Records
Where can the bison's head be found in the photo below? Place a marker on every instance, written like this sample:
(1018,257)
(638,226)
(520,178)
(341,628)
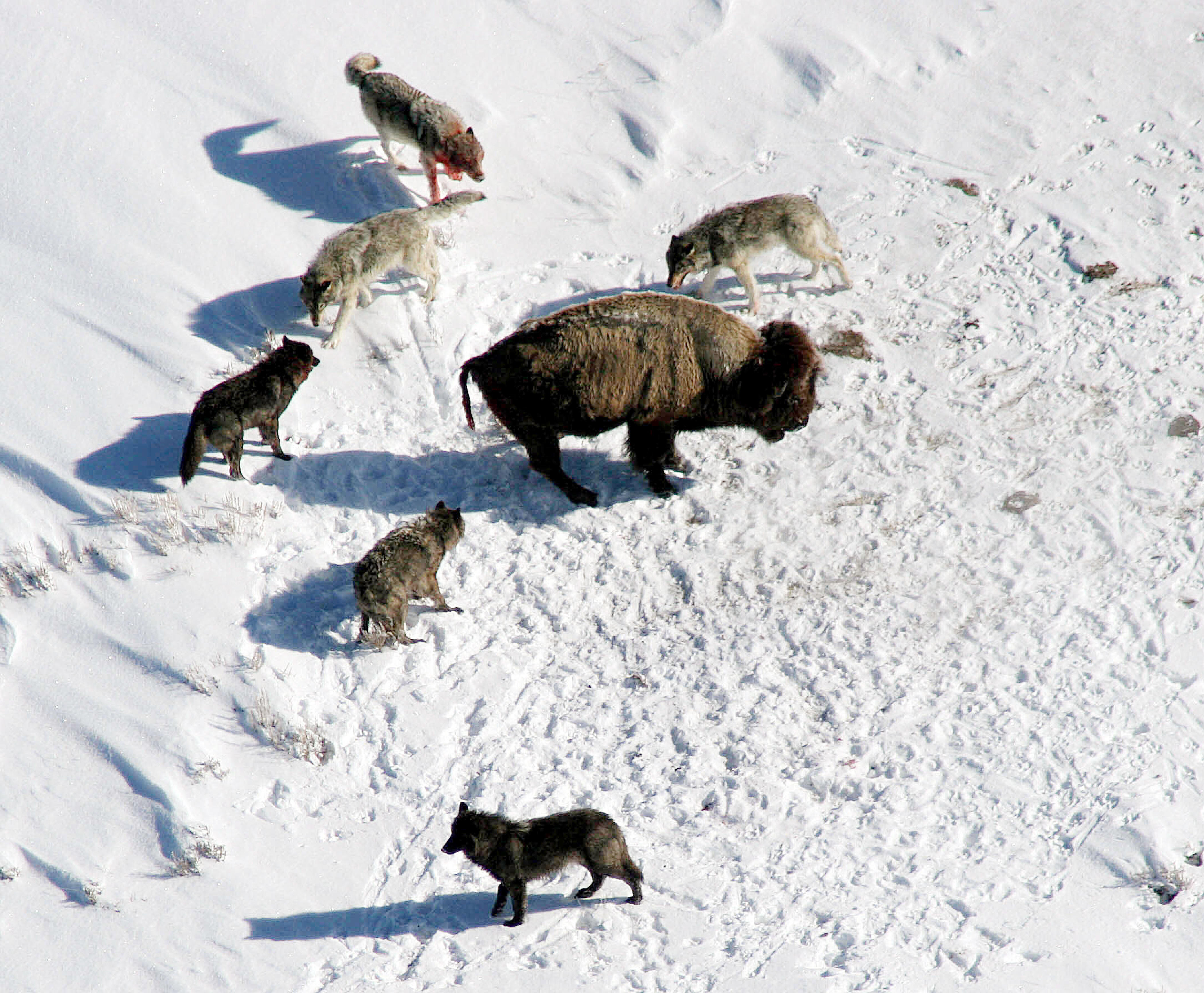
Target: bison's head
(777,387)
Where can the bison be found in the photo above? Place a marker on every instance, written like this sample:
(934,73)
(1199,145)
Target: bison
(657,363)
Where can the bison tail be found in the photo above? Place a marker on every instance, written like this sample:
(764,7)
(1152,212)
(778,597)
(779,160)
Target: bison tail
(465,371)
(194,449)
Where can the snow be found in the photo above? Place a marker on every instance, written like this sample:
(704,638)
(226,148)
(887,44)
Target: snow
(863,726)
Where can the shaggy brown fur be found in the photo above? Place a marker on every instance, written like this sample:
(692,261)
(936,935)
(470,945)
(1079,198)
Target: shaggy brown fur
(401,567)
(657,363)
(252,399)
(515,853)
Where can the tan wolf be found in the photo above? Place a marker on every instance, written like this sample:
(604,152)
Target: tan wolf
(401,567)
(350,262)
(402,113)
(731,238)
(252,399)
(515,853)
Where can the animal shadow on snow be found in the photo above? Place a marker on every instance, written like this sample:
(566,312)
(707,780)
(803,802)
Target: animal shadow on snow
(147,453)
(323,181)
(451,914)
(238,322)
(495,477)
(304,617)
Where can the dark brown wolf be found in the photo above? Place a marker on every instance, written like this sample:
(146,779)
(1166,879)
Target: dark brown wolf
(515,853)
(402,566)
(252,399)
(402,113)
(658,364)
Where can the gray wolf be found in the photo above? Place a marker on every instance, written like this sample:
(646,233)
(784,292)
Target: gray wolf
(252,399)
(401,567)
(402,113)
(658,363)
(732,236)
(516,853)
(350,262)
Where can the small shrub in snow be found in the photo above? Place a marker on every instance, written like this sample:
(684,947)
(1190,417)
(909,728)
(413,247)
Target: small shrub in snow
(1184,426)
(1100,271)
(305,743)
(210,767)
(1020,501)
(970,189)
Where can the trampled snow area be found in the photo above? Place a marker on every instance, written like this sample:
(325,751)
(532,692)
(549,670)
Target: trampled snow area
(865,726)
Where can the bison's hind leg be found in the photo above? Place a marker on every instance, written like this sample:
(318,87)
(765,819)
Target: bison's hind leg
(652,448)
(544,449)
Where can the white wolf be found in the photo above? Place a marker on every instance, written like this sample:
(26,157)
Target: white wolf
(351,261)
(402,113)
(732,236)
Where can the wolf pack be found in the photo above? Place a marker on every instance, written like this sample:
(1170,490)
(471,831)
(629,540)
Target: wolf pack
(655,363)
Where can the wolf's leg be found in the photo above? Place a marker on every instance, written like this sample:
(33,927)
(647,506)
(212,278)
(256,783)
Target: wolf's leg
(345,315)
(394,160)
(595,885)
(500,903)
(634,878)
(234,457)
(749,282)
(433,180)
(518,897)
(270,432)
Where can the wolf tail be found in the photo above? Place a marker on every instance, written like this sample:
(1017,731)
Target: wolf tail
(194,449)
(358,67)
(449,205)
(465,372)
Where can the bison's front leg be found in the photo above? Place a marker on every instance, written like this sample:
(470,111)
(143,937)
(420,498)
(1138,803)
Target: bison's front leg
(544,448)
(652,447)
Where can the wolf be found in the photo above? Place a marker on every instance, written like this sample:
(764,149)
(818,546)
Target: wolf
(252,399)
(657,363)
(402,113)
(732,236)
(400,567)
(515,853)
(354,258)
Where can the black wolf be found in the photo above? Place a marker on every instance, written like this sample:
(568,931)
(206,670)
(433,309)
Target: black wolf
(515,853)
(252,399)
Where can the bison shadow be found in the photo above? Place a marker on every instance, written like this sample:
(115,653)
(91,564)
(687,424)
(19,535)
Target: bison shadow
(323,181)
(452,914)
(147,453)
(497,477)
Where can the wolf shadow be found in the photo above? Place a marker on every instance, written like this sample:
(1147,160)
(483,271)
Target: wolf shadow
(146,454)
(451,914)
(322,181)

Instructions to follow:
Reproduce verbatim the section of the entries starting with the line containing "Where can the wolf shadow" and continuing through the final line of the entries, inclusive.

Written solution:
Where can the wolf shadow be found in the photo above? Place a marker on every instance, written like this sample:
(1147,160)
(483,271)
Target: wolf shadow
(146,454)
(451,914)
(322,181)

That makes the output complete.